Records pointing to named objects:
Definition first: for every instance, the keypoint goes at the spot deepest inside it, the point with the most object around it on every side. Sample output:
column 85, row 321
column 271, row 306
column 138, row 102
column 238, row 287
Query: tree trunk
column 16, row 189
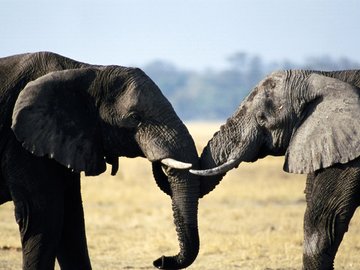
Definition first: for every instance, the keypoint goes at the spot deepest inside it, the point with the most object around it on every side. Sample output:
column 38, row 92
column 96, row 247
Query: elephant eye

> [What you will do]: Copy the lines of the records word for word, from the first line through the line containing "column 16, row 189", including both.

> [Solution]:
Definition first: for every instance, the keypoint goes at the spot deepest inside it, the point with the most object around it on every side. Sample output:
column 85, row 321
column 271, row 306
column 138, row 102
column 238, row 287
Query: tree trunk
column 16, row 189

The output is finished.